Lipchitz was an avid art collector. An exhibition of Scythian art at the Hermitage Museum, seen while on a brief trip home in 1912, greatly impressed and inspired him. The result was an intense interest in non-European art, especially African art. He began to collect appealing objects from other cultures, and soon developed a life-long habit of visiting flea markets, antique shops, and galleries on a regular basis in search of items for his growing collection. In addition to ethnographic and ancient art, Lipchitz also bought old masters and 19th century art, and developed a special interest in Géricault. The original collection was abandoned when he left Paris; once settled in the United States, he resumed collecting. A substantial portion of the Lipchitz Collection, with an accompanying scholarly catalogue, was exhibited in 1960 at The Museum of Primitive Art, New York City.

Lipchitz's family was observant and he attended Jewish schools that stressed religious education, but he showed little interest in his faith during his early adult life. However, the establishment of Israel affected him profoundly and, over time, religious themes emerged in Lipchitz's work. He began making arrangements for gifts of sculpture to the Bezalel National Museum and the Israel Museum, developed a friendship with Jerusalem's outspoken Zionist mayor, Theodore Kollek, and in 1963 made his first of many visits to Israel.

He was a Chevalier de la Légion d'Honneur, was elected a member of the American Academy of Arts and Letters, and received awards for artistic achievement from the American Institute of Architects, Boston University, and Brandeis University. The Jewish Theological Seminary, New York, presented him an Honorary Doctorate of Laws degree.

Jacques Lipchitz died in Capri, Italy, May 16, 1973, and is buried in Israel. At his death, several large-scale sculpture commissions were left unfinished, and his wife Yulla took over the projects and saw that the installations were accomplished as planned. These posthumous installations include Government for the People, installed in Philadelphia in 1976, Bellerophon Taming Pegasus, installed at the Columbia University School of Law in New York City in 1977, and Our Tree of Life, installed in Jersusalem in 1978.

Bruce Bassett (1925-2009), a television and film producer, worked for NBC in New York for over 20 years. Bassett met the sculptor Jacques Lipchitz (1891-1973) when they were both living in Hastings-on-Hudson, NY. In 1968, Bassett initiated an extensive oral history project when he realized that Lipchitz, as an English speaker and participant in the birth of modernism in Europe, was the only living artist who could provide an oral record of the beginnings of modern art for an English audience.

RECORD LIST »
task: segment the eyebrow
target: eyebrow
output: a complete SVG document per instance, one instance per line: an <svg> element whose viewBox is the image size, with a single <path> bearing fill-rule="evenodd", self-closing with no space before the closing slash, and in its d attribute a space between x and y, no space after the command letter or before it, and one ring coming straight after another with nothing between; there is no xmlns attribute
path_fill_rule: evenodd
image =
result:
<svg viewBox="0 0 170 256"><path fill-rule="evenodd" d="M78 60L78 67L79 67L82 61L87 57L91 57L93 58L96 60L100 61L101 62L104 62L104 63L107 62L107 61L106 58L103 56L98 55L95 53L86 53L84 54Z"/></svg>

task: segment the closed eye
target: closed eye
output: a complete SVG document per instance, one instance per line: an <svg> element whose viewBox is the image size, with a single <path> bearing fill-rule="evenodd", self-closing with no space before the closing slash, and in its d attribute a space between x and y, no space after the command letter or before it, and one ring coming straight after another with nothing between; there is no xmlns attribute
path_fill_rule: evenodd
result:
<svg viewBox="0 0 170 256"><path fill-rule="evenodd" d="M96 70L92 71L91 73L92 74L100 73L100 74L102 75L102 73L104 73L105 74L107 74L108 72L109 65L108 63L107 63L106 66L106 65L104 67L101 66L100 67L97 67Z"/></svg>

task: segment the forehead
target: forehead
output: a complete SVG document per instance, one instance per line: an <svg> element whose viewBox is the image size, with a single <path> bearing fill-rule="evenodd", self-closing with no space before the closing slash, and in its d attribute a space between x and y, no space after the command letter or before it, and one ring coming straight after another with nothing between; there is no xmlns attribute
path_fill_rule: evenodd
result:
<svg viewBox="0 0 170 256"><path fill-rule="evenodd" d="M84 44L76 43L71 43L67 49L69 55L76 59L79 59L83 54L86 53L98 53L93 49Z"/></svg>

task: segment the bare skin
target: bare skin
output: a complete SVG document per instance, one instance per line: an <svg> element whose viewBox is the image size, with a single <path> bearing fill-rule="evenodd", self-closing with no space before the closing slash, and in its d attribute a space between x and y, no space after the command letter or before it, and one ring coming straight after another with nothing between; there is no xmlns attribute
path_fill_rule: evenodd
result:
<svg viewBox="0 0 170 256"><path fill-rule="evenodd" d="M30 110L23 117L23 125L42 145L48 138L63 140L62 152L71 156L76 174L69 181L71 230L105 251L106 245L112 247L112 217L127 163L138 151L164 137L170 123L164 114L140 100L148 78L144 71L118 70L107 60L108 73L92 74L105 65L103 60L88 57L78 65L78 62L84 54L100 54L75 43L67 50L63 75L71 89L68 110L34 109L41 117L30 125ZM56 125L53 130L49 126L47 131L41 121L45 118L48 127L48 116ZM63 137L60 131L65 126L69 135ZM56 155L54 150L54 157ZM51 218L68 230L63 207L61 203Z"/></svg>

GOAL » Pick up the passage on Jacques Lipchitz after its last sentence and carry it forward.

WRITTEN ANSWER »
From 1968, until his death in 2009, Bassett carried out extensive documentation projects regarding Lipchitz, often in his spare time, under the auspices of two organizations he founded: the Jacques Lipchitz Art Foundation (1968-1975) and Histor Systems (circa 1991-2001). In 1968 Bassett raised funds to enable Deborah Stott to travel to Italy and conduct roughly 200 hours of audio interview with Lipchitz, interviews which cover not only his own history, but also include a complete record of the origins of his extensive collection of primitive art, numbering almost 3000 objects at the time. Bassett himself traveled to Italy and filmed nearly 40 hours of additional interviews with Lipchitz in 1971.

Drawing from these filmed interviews, Bassett created a pioneering interactive program which allowed museum-goers to pose questions to Lipchitz and moments later receive answers in the form of video segments of Lipchitz speaking. He used the same footage to write, produce, and direct a one hour documentary, "Portrait of an Artist: Jacques Lipchitz." Both projects were originally presented to the public in tandem with a retrospective exhibition of Lipchitz's sculpture at the Metropolitan Museum in New York in 1972, and were later revised and updated several times for subsequent distribution and presentation. The last presentation of the interactive project documented in Bassett's papers was held at the Krannert Art Museum of the University of Illinois at Urbana-Champaign in 2001. The interactive project is now online at the Israel Museum website entitled "Ask Jacques Lipchitz a Question," a project Bassett had been working on with Hanno Mott at his death. Bassett had visited the Museum several years earlier to demonstrate the video.

Bassett died in 2009 in New York, NY.
Related Archival Materials note:
Interviews with Lipchitz are represented among the following Archives of American Art collections: Brooklyn Museum interviews of artists; KPFK "Art Scene," interviews by Marian L. Gore; Interviews of artists by Brian O'Doherty; and Interviews relating to American Abstract Artists by Ruth Bowman.

The Tate Archive houses the Jacques Lipchitz collection presented by Rubin Lipchitz, with materials dating from the 1910s-1970s and measuring 9.8 linear feet.

The Israel Museum hosts a website entitled "Ask Jacques Lipchitz a Question," which presents Bruce Bassett's entire interactive project of Lipchitz, described here in series 2.5.2, as a web-accessible video project.
Provenance:
Donated in 2010 by Hanno D. Mott, step-son of Jacques Lipchitz, and also on behalf of Loyla R. Lipchitz and Frank L. Mott.
Restrictions:
Use of original papers requires an appointment. Use of audiovisual materials with no duplicate access copy requires advance notice.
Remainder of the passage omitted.